Exercise prompt -> In the entries that follow, the first line to write out is the one containing "Target: black shorts", and the last is the one containing "Mark the red". Reproduce that stretch exactly, with nothing before or after it.

##### Records supplied

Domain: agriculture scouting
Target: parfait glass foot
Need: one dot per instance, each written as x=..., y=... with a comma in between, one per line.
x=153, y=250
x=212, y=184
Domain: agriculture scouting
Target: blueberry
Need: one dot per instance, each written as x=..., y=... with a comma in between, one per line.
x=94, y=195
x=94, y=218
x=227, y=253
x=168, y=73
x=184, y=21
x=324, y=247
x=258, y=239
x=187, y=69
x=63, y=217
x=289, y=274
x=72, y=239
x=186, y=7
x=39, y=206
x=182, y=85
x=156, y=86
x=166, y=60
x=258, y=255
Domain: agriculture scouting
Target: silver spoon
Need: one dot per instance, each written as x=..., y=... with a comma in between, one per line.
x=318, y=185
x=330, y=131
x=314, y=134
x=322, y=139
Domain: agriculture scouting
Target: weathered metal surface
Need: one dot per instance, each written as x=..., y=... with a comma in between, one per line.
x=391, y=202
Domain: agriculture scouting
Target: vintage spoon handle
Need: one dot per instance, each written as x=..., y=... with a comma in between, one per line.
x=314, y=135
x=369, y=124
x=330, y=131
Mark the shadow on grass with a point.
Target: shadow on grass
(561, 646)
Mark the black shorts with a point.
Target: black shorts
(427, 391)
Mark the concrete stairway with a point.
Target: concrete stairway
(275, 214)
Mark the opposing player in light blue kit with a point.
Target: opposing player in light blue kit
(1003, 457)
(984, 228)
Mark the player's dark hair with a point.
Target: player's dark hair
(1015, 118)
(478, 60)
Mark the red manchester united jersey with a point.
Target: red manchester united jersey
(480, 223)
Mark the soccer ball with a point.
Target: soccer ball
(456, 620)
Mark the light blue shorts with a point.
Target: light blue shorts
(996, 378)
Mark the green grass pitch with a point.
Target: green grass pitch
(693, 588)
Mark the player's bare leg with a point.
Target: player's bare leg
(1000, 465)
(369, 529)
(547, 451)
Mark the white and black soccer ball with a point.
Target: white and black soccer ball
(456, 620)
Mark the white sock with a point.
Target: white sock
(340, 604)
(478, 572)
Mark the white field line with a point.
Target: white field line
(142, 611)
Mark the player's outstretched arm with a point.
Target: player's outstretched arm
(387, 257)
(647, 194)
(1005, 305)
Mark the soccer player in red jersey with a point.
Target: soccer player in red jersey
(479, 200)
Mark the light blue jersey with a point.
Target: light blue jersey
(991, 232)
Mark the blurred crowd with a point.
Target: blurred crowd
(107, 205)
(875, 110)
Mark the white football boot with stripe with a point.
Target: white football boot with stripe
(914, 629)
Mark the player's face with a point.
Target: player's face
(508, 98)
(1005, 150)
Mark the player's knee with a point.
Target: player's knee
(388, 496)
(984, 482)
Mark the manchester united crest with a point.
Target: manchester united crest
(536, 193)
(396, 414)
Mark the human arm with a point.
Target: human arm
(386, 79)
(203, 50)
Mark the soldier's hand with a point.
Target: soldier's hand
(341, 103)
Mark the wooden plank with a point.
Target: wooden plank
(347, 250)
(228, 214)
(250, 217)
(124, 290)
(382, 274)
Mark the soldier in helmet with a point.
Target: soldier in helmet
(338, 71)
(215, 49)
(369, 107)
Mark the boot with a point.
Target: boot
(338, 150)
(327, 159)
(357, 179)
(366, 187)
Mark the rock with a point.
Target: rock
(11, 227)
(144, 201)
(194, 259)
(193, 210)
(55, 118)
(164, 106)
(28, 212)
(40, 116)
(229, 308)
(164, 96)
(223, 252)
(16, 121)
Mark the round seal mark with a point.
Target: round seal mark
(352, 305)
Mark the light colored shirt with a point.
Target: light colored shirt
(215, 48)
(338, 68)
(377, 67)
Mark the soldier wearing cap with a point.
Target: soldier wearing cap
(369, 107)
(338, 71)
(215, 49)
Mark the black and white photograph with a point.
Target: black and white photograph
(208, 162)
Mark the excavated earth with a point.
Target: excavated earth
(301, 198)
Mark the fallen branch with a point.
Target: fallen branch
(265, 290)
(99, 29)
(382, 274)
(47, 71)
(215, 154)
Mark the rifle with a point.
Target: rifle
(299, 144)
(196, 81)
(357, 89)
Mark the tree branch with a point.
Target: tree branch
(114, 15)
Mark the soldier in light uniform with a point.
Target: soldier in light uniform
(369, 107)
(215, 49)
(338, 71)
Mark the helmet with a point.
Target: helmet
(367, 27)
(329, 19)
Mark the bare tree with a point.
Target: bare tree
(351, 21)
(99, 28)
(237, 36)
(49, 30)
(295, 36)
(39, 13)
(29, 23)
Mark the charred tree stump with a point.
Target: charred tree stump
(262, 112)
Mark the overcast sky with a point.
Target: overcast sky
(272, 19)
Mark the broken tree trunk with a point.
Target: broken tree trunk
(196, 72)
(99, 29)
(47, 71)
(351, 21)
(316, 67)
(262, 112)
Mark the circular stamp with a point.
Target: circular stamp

##########

Your solution ->
Target: black shorts
(427, 391)
Mark the concrete stairway with a point.
Target: concrete stairway
(275, 214)
Mark the opposing player in light blue kit with a point.
Target: opposing player in light blue kit
(1003, 457)
(984, 228)
Mark the player's dark hair with a point.
Target: player's dark hair
(1015, 118)
(478, 60)
Mark the red manchester united jersey with a point.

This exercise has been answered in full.